* [QUOTED TEXT]
|---|
In confirming the relationship to Retail Dive, Venmo spokespeople added, "We are experiencing strong interest from merchants who want access to Venmo’s highly engaged user base. We’re seeing in some instances that the appeal of Venmo has prompted some of the largest and most influential U.S. merchants to expand existing — or begin new — processing relationships with PayPal. We are very excited about the potential here and think it represents a meaningful opportunity for us over the longer-term."
At the same time, Venmo has reportedly been mulling the introduction of a physical debit card to expand its presence in brick-and-mortar point-of-sale. The upstart payments brand appears to be making its long-awaited move beyond P2P payments.
As for PayPal, the company can most likely do just fine on its own, but hitching its wagon to Venmo is starting to sound like a pretty good idea as the payments company looks to expand as far and wide as it can in a crowded payments space. Venmo processed more than $17 billion in P2P payments last year, and 68% of people in their 20s and 30s who use payment apps use Venmo. It represents a massive hive of active commerce that retailers could easily get a piece of if they allowed Venmo users to use the payment app they like best when they reach the mobile/online checkout page.
|---|
* [SET PROBLEM] Extend the article on Venmo's push into merchant payments with new text that follows on from its final sentence. The lines after this point are not needed.

* [Pointing data excerpts]
|---|
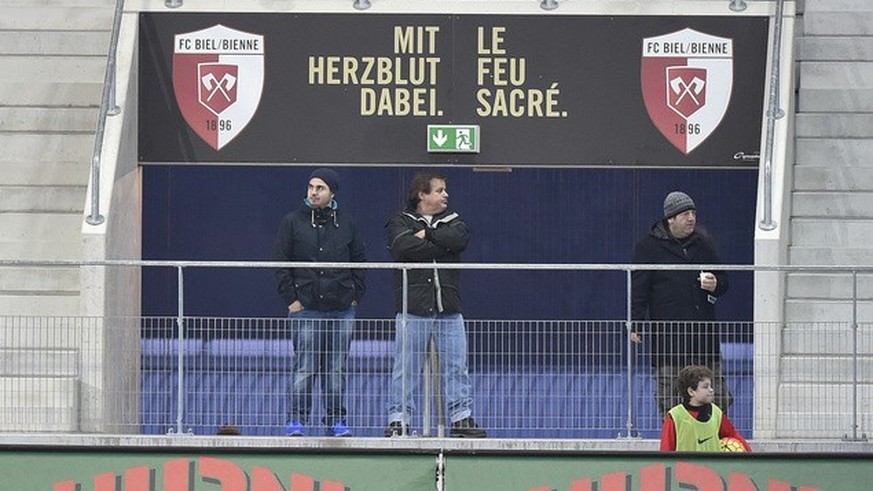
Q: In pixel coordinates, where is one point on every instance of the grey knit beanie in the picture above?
(677, 202)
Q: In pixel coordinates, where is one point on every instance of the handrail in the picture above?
(108, 107)
(774, 112)
(820, 268)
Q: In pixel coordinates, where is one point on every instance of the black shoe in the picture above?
(395, 428)
(466, 428)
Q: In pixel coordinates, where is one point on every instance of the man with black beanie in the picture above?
(321, 301)
(675, 309)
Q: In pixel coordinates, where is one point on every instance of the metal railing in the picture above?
(531, 378)
(774, 112)
(108, 107)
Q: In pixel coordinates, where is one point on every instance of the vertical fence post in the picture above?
(404, 356)
(180, 324)
(738, 5)
(854, 437)
(629, 424)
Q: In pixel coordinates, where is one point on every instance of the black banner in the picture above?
(542, 90)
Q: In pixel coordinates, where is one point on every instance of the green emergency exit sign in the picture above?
(453, 138)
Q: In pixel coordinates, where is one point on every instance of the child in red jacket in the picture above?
(697, 424)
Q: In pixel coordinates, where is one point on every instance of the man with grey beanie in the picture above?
(675, 309)
(321, 301)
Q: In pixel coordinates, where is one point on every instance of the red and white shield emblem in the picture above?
(687, 78)
(218, 78)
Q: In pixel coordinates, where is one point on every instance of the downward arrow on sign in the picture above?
(440, 138)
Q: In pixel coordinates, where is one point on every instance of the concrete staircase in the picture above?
(52, 62)
(832, 212)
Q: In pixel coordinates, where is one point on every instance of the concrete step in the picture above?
(826, 311)
(834, 151)
(37, 199)
(27, 227)
(39, 404)
(37, 250)
(830, 369)
(838, 6)
(827, 86)
(811, 338)
(825, 286)
(33, 147)
(835, 100)
(827, 232)
(48, 119)
(40, 305)
(834, 48)
(829, 125)
(45, 173)
(837, 178)
(80, 43)
(32, 280)
(810, 411)
(38, 93)
(55, 17)
(833, 204)
(817, 256)
(52, 69)
(847, 23)
(834, 75)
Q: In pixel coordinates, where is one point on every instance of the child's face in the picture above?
(703, 394)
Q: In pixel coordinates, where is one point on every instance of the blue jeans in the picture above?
(410, 352)
(321, 350)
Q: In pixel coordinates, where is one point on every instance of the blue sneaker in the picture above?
(339, 428)
(294, 428)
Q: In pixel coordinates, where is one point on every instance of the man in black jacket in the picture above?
|---|
* [OUTPUT FOR THIS EXERCISE]
At least that's the assumption — and maybe that's why Venmo seems to be moving somewhat quietly and modestly into the merchant marketplace. It might take some hard results before retailers are willing to believe that Venmo can bring them more traffic and more millennial purchases. Thus far, the Williams-Sonoma deal is one of very few that the company has acknowledged, but if this one shows positive results, we might start to hear a lot more about e-commerce merchants accepting Venmo in 2018.